> **YOUR ASSIGNMENT**
Continue the passage below about mutational pressure and nucleotide composition in DNA, beginning right after its final sentence.

It seems very unbelievable that such correlation in the B. burgdorferi genome has happened accidentally. We have tested many other tables of substitutions which had been published for different genomes and different sequences (data collected in Table 1). As long as such matrices describe the substitutions for sequences which are not under the selection pressure (i.e. pseudogenes or the third positions in codons), they follow the same rule, with extremely high correlation between τ N and the fraction of the nucleotide N in the DNA sequence in equilibrium (all correlations were statistically significant). This rule is true for asymmetric DNA like in the B. burgdorferi genome and for much less biased eukaryotic DNA. Matrices found for the third positions in the four-fold degenerated codons in Drosophila mitochondrial DNA  fulfil this rule more precisely than for all third positions in codons in that organelle's genome (the same results were obtained for matrices of primates' mtDNA published by , data not shown). These differences could be expected if some mutations in the third positions, leading to amino acid substitutions are not neutral. Furthermore, in some instances, for example for the table describing substitution rates in sequences under strong selection , we have not found the correlation between τN and the fraction of nucleotide N (see the last column in Table 1). That supports the hypothesis that the rule is a specific property of the pure mutational pressure. One can also notice that matrices found by analysis of substitutions into different pseudogenes in the same organism or in very closely related organisms give a different DNA composition in equilibrium, which supports the thesis that the mutational pressure varies for different regions of the same eukaryotic genome [23–25].
We have no clear answer for the question: what selection forces have tuned the mutational pressure in such a way that it follows the strict rules for sequences released from selection. It is logical that nucleotides with higher turnover destabilise the genetic information and selection would tend to eliminate them from the DNA molecule. On the other hand, a lower frequency of a nucleotide gives it a higher informative value while at the same time the deviation from the equimolar fractions of nucleotides in DNA diminishes the coding capacity of the whole molecule. Perhaps mathematical analysis of this phenomena, taking into considerations the properties of the universal genetic code, will show that the optimum for information transfer by the DNA molecule is just at such points. Further studies would show other properties of these strategic points where τ determines very specific balance between the DNA composition and mutational pressure.

> **SUPPLIED MATERIAL**

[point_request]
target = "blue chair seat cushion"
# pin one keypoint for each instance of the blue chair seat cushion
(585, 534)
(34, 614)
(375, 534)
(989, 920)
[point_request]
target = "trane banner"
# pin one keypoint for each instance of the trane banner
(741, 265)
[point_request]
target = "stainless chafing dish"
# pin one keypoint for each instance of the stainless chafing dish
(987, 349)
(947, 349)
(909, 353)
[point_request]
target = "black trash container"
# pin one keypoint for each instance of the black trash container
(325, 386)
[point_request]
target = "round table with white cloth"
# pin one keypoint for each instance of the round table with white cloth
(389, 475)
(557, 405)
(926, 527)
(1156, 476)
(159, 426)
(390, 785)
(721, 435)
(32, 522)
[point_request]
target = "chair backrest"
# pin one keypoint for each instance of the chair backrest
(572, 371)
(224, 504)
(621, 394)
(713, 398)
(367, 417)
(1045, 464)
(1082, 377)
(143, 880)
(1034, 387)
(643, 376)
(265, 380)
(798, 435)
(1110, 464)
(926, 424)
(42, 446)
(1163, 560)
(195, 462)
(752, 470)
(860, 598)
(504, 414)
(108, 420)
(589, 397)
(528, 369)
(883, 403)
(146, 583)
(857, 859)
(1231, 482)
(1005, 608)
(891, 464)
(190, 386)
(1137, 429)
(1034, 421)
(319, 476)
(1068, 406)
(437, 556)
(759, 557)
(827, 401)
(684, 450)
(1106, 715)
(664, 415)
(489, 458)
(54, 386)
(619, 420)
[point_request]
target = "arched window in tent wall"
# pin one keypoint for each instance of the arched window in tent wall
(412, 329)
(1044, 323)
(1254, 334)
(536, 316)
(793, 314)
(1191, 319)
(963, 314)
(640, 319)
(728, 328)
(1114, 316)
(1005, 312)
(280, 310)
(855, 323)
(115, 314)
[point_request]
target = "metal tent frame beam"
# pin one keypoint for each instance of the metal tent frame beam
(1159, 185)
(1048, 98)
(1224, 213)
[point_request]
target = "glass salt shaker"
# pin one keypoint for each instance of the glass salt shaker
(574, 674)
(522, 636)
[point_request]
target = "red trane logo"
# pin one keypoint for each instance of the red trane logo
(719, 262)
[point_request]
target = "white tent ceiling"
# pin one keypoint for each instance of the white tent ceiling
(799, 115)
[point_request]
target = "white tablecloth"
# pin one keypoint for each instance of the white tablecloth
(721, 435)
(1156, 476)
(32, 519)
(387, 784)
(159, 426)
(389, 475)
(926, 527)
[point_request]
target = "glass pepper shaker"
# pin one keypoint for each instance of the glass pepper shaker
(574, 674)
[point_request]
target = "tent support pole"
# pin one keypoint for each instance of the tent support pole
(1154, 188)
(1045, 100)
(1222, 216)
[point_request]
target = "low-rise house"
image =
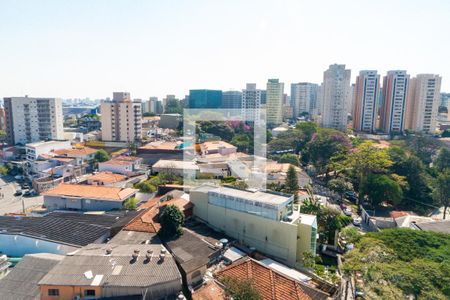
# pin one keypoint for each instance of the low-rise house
(266, 221)
(110, 270)
(58, 232)
(125, 165)
(34, 150)
(269, 283)
(22, 282)
(86, 197)
(193, 254)
(105, 178)
(177, 167)
(220, 147)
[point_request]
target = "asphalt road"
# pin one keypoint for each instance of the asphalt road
(12, 204)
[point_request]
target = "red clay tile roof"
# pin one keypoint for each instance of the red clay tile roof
(209, 291)
(91, 191)
(270, 284)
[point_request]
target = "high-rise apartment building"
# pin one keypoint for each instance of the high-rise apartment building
(423, 103)
(121, 119)
(395, 93)
(336, 97)
(30, 120)
(365, 101)
(303, 98)
(251, 102)
(232, 99)
(205, 99)
(274, 102)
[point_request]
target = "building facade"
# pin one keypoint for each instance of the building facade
(336, 97)
(365, 103)
(121, 119)
(30, 120)
(262, 220)
(423, 103)
(251, 102)
(395, 93)
(205, 99)
(303, 98)
(274, 102)
(232, 99)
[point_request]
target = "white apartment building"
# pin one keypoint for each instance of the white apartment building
(336, 97)
(365, 105)
(31, 120)
(121, 119)
(423, 103)
(303, 98)
(274, 101)
(251, 103)
(395, 93)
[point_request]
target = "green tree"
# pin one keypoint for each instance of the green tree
(442, 161)
(325, 144)
(380, 188)
(340, 186)
(441, 192)
(130, 203)
(291, 184)
(367, 159)
(171, 219)
(289, 158)
(101, 156)
(240, 289)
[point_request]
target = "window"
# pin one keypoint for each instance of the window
(89, 293)
(53, 292)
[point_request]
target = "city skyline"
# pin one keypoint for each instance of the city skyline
(154, 49)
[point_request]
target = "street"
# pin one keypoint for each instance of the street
(13, 204)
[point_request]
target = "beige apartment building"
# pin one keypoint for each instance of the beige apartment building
(423, 103)
(274, 101)
(121, 119)
(263, 220)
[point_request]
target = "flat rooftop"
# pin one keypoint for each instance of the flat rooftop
(256, 196)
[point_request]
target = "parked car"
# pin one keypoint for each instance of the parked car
(348, 212)
(357, 222)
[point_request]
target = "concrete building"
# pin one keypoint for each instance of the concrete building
(423, 103)
(171, 121)
(86, 197)
(266, 221)
(365, 103)
(303, 98)
(232, 99)
(274, 105)
(121, 119)
(205, 99)
(395, 93)
(336, 97)
(31, 120)
(251, 103)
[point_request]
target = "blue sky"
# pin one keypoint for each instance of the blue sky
(90, 48)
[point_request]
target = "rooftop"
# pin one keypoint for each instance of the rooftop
(73, 229)
(107, 177)
(256, 196)
(92, 266)
(270, 283)
(22, 282)
(191, 251)
(91, 191)
(175, 164)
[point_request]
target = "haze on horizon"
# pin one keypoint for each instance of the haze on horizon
(78, 49)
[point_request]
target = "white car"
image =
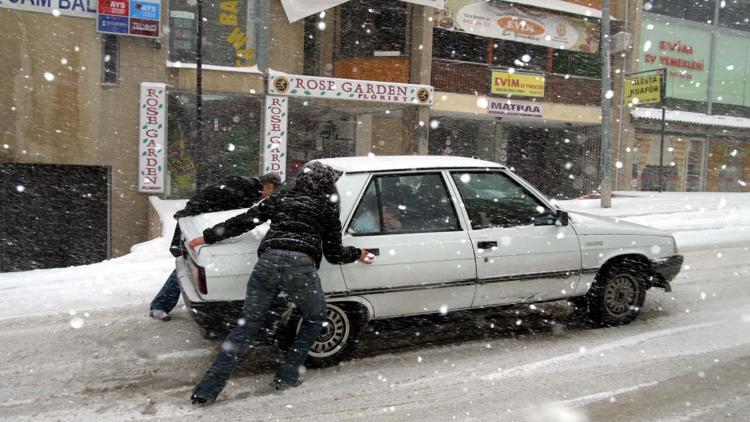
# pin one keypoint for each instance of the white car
(450, 234)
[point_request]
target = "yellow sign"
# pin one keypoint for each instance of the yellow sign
(519, 84)
(643, 89)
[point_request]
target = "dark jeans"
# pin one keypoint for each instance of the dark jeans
(168, 296)
(276, 270)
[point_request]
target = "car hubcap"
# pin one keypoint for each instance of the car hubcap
(620, 296)
(334, 335)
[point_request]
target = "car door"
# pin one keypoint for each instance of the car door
(517, 261)
(425, 259)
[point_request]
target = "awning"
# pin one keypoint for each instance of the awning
(561, 6)
(299, 9)
(689, 117)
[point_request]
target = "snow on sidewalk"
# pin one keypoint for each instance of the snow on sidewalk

> **ANSWER SPACE**
The implications of such evolutionary established relations between the DNA composition and the turnover rates of nucleotides would have a great impact on the understanding of the genomes evolution itself. It gives the possibility of estimating the relations between the mutational pressure exerted on specific nucleotides of each genome analytically i.e. by simple computing the nucleotide composition of sequences which are not subject to selection pressure. Having the mutational pressure in terms of nucleotide turnover, one can estimate the selection pressure exerted on any sequence or position in codons. For example, see what would be the fate of the first positions of ORFs from the leading strand of the B. burgdorferi genome under the BbTS molecular pressure, without selection (Fig. 3). Note that the half time of substitutions of each nucleotide is the same as for other sequences under such mutational pressure, but the rate of appearing of new nucleotides is different and the composition of the sequence would change non-linearly during evolution. It is also simple to count, from the results of computer simulations, the corrections for multiple substitutions and reversions, which is important for estimating the real divergence time. It is clear that such corrections should be counted considering different contributions of each nucleotide turnover in the overall frequencies of multiple substitutions. Having precise mutational pressure one can predict not only the selection pressure but also find the history of the sequence.
Keeping in mind the precise relations between the fraction of nucleotide and its turnover time, the symmetric DNA (with A=T and G=C) is a specific case were the turnover times of nucleotides in pairs equal each other. Posing a question of which type of substitution should be blamed for the DNA asymmetry makes sense for the mutational pressure exerted on the DNA released from the selection pressure. Now a simple test for such a mutational pressure is available – it should generate the DNA in equilibrium whose nucleotide composition fulfils the rule of linear interdependence between the sizes of the nucleotide fractions and their turnover times.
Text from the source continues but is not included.